TEXTO DEL DOCUMENTO:

################

También es alarmante el intento de una nueva ola de privatizaciones. Se logró quitar YPF, que no tenía ningún sentido, porque será el motor del desarrollo argentino en los próximos años, nuestro crecimiento económico estará ligado al litio, Vaca Muerta, gas y petróleo.
Pero se apunta a abrir al sector privado la composición accionaria de empresas muy estratégicas, como Nucleoeléctrica, Banco Nación, Aerolíneas Argentinas y ARSAT. Representan la energía nuclear, el acceso al crédito para las economías regionales, nuestras aerolíneas de bandera, el desarrollo de satélites y las telecomunicaciones.
La intención de privatizar estas compañías parte de una mirada ideológica extrema o de un experimento de laboratorio, o hay intereses económicos detrás.

################

[Registros de coordenadas anotadas]
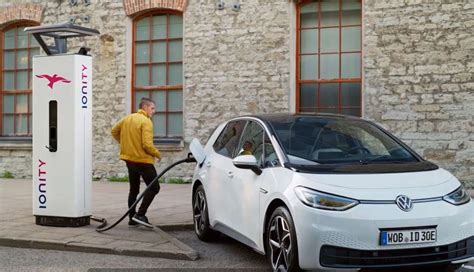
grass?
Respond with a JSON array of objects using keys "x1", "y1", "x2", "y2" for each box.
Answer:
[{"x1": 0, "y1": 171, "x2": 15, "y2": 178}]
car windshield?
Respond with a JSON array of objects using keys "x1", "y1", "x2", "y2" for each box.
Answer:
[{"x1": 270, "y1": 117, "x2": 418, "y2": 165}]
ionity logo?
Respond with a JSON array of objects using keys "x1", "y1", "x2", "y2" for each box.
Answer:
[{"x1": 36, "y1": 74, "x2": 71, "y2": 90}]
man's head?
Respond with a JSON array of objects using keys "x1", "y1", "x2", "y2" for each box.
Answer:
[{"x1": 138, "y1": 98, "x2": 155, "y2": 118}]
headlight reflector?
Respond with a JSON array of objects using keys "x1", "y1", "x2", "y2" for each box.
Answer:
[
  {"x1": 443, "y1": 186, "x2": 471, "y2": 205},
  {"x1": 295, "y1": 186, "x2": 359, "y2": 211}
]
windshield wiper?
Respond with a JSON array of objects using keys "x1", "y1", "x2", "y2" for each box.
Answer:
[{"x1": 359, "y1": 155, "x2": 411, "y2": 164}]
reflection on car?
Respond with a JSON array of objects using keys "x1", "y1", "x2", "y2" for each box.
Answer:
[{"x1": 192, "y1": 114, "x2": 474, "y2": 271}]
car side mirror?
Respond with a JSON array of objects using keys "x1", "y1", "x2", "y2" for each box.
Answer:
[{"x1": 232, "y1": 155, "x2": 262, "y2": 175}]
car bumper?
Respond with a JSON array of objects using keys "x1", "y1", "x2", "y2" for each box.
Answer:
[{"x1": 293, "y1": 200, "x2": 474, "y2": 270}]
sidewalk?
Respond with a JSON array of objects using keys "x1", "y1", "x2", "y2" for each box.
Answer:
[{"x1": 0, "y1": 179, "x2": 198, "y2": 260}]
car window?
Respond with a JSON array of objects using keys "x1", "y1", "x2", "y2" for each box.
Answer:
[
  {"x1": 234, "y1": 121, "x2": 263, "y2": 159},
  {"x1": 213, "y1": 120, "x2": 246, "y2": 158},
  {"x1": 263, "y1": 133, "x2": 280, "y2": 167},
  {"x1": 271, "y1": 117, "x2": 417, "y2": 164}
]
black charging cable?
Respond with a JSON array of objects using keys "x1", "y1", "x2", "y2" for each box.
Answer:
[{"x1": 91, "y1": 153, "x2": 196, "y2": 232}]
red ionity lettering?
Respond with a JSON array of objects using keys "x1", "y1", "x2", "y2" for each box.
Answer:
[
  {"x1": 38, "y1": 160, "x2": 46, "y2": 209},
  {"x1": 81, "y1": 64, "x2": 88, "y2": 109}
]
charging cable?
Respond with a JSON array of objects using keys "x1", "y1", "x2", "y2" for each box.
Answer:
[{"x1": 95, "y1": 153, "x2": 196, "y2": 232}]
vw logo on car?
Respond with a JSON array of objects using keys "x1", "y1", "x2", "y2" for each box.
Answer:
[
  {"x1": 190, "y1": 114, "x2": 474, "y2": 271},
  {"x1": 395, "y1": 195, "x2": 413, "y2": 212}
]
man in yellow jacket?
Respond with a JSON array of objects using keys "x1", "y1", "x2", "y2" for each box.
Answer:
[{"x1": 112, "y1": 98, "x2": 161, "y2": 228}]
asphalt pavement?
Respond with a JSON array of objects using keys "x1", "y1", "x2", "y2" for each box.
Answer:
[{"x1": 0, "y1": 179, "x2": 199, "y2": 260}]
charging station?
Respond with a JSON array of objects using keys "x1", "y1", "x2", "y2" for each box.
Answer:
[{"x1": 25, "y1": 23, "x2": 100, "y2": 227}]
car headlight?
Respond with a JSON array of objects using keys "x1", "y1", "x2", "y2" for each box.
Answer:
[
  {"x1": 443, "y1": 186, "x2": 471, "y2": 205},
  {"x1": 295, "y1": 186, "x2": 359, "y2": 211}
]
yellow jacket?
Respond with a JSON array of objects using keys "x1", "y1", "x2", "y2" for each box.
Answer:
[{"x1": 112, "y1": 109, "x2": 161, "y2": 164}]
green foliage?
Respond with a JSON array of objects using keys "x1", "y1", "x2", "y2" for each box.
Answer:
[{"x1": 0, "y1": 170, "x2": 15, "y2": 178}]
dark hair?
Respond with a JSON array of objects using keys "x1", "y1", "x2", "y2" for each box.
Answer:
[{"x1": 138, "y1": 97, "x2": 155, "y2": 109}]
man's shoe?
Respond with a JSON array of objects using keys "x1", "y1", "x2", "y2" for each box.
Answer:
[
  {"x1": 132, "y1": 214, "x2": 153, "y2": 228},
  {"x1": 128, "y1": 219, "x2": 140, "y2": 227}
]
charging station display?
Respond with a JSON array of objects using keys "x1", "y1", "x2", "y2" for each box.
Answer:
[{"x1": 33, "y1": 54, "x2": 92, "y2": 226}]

################

TAREAS ESCRITAS:
1 – Por favor, reproduce tal cual la parte de los registros que comienza en la línea que contiene "asphalt pavement?" y termina al final de los registros, incluidos ambos extremos.
2 – Sigue escribiendo el texto sobre la nueva ola de privatizaciones a partir de su última oración.

RESPUESTAS ESCRITAS:
1 –
asphalt pavement?
Respond with a JSON array of objects using keys "x1", "y1", "x2", "y2" for each box.
Answer:
[{"x1": 0, "y1": 179, "x2": 199, "y2": 260}]
charging station?
Respond with a JSON array of objects using keys "x1", "y1", "x2", "y2" for each box.
Answer:
[{"x1": 25, "y1": 23, "x2": 100, "y2": 227}]
car headlight?
Respond with a JSON array of objects using keys "x1", "y1", "x2", "y2" for each box.
Answer:
[
  {"x1": 443, "y1": 186, "x2": 471, "y2": 205},
  {"x1": 295, "y1": 186, "x2": 359, "y2": 211}
]
yellow jacket?
Respond with a JSON array of objects using keys "x1", "y1", "x2", "y2" for each box.
Answer:
[{"x1": 112, "y1": 109, "x2": 161, "y2": 164}]
green foliage?
Respond with a JSON array of objects using keys "x1", "y1", "x2", "y2" for each box.
Answer:
[{"x1": 0, "y1": 170, "x2": 15, "y2": 178}]
dark hair?
Respond with a JSON array of objects using keys "x1", "y1", "x2", "y2" for each box.
Answer:
[{"x1": 138, "y1": 97, "x2": 155, "y2": 109}]
man's shoe?
Respond with a JSON array of objects using keys "x1", "y1", "x2", "y2" for each box.
Answer:
[
  {"x1": 132, "y1": 214, "x2": 153, "y2": 228},
  {"x1": 128, "y1": 219, "x2": 140, "y2": 227}
]
charging station display?
Respond with a JSON array of objects using keys "x1", "y1", "x2", "y2" for each box.
Answer:
[{"x1": 33, "y1": 54, "x2": 92, "y2": 226}]

2 –
En resumen, la ley ómnibus es invotable por la delegación de facultades, por el retiro absoluto del Estado, por el intento de privatizar empresas esenciales para el desarrollo argentino.
Estoy convencido de que nuestro país necesita un mayor equilibrio entre el Estado y el mercado, que hace falta promover el desarrollo económico y las exportaciones, atraer inversiones, simplificar la vida a las pymes, a las cooperativas, a los emprendedores. Sin dudas, éste no es el camino.
(*) – Daniel Arroyo es diputado nacional de Unión por la Patria por la provincia de Buenos Aires.